No.140 6点 北アルプス殺人組曲- 長井彬 2017/04/03 13:22
世間一般にあまり知られていない(勝手な想像です)この作品はタイトルでかなり損していると思う
巷に溢れているお手軽なトラベルミステリではありません
作者の趣味を活かした山岳ミステリで神々しく美しい北アルプスを舞台に禍々しい殺人の意図が隠された推理とロマンが一体化した本格ミステリであり登山が好きな方はより楽しめると思います
ただある人物の行動が怪しすぎて犯人が予測出来てしまった点は残念

No.139 5点 鬼畜- 松本清張 2017/03/29 12:38
七編からなる短編集
前半四編が凡作で後半三編が佳作という印象
「甲府在番」は左遷に等しい甲府勤務を自ら望んだ男がある計画が思惑通りにいかず罠に嵌っていく恐怖が描かれている
時代物ミステリで真相が明らかになるにつれてホラー風に変わっていくところは読み応え十分
表題作の「鬼畜」は良心に苦しみながらも徐々に深みにはまっていく心理を丁寧に描き人間の弱さと恐ろしさを思い知らせてくれる作品

No.138 7点 刺青殺人事件- 高木彬光 2017/03/25 01:01
禁断の三すくみ「大蛇丸」「地雷也」「綱手姫」の刺青を彫られた三兄妹の運命は?
密室状態でのバラバラ死体が胴体だけが持ち去られたのは何故か?
事件の陰に暗躍する謎の女の正体は?

_ _ _ _ _

課題の指示:
書評のうち「No.139 5点 鬼畜- 松本清張」で始まり「密室状態でのバラバラ死体が胴体だけが持ち去られたのは何故か?」まで続く部分を、「短編集」を「作品集」に差し替えて書き直してください。

[ラベル付き輪郭データ]

_ _ _ _ _

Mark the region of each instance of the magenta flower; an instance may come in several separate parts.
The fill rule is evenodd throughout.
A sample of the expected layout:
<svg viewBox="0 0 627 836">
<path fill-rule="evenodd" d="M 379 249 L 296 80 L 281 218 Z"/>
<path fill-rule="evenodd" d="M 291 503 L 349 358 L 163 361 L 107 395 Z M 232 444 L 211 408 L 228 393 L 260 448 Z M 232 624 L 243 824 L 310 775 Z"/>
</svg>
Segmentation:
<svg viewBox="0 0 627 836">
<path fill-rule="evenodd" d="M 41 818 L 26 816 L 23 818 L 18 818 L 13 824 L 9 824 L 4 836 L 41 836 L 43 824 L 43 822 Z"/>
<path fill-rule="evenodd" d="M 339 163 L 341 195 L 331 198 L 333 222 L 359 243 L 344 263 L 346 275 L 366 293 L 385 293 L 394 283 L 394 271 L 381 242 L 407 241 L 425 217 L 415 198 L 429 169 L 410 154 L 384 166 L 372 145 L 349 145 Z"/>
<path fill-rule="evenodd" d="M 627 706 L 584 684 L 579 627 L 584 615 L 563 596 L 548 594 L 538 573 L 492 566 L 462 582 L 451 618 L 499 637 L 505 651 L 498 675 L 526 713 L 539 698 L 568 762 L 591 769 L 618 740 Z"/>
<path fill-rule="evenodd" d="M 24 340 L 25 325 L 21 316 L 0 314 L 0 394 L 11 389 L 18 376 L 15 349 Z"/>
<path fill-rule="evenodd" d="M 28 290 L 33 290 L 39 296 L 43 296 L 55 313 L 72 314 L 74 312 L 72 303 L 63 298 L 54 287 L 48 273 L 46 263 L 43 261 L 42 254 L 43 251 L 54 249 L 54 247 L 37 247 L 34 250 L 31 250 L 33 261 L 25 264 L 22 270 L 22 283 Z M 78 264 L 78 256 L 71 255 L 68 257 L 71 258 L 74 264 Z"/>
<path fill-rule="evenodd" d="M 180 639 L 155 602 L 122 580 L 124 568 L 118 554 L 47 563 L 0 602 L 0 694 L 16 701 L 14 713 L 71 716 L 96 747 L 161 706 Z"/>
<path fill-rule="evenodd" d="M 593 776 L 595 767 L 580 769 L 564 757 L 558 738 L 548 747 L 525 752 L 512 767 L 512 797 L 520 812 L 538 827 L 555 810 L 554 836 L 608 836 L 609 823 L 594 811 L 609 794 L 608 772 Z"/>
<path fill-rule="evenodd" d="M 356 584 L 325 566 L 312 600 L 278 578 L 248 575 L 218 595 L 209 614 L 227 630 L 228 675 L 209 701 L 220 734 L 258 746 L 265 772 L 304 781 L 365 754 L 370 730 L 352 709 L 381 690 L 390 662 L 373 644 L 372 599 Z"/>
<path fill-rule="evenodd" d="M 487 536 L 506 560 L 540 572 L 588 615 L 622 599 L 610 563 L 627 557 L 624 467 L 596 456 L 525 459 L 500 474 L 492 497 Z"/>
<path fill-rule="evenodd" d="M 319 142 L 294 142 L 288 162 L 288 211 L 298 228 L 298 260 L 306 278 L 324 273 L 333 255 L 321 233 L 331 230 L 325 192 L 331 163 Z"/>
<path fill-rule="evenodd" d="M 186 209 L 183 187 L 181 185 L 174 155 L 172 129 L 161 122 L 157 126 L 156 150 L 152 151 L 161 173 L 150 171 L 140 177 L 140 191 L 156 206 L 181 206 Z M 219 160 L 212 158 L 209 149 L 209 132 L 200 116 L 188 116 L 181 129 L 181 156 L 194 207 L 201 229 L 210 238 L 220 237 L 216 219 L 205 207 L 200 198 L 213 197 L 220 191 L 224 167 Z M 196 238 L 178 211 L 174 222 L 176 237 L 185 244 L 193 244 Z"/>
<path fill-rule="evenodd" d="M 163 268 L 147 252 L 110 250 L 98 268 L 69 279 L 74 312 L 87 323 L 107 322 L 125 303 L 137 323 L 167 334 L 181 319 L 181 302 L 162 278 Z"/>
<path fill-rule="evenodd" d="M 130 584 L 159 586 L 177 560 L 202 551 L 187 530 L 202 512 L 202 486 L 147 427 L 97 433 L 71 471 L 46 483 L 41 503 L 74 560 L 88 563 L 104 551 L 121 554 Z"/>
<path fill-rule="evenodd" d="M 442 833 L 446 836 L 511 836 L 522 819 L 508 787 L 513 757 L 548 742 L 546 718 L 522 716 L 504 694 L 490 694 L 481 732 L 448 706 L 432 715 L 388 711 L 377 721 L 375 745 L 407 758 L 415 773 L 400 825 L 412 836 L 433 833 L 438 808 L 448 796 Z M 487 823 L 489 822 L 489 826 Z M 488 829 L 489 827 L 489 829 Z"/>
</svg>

_ _ _ _ _

解答全文:
No.139 5点 鬼畜- 松本清張 2017/03/29 12:38
七編からなる作品集
前半四編が凡作で後半三編が佳作という印象
「甲府在番」は左遷に等しい甲府勤務を自ら望んだ男がある計画が思惑通りにいかず罠に嵌っていく恐怖が描かれている
時代物ミステリで真相が明らかになるにつれてホラー風に変わっていくところは読み応え十分
表題作の「鬼畜」は良心に苦しみながらも徐々に深みにはまっていく心理を丁寧に描き人間の弱さと恐ろしさを思い知らせてくれる作品

No.138 7点 刺青殺人事件- 高木彬光 2017/03/25 01:01
禁断の三すくみ「大蛇丸」「地雷也」「綱手姫」の刺青を彫られた三兄妹の運命は?
密室状態でのバラバラ死体が胴体だけが持ち去られたのは何故か?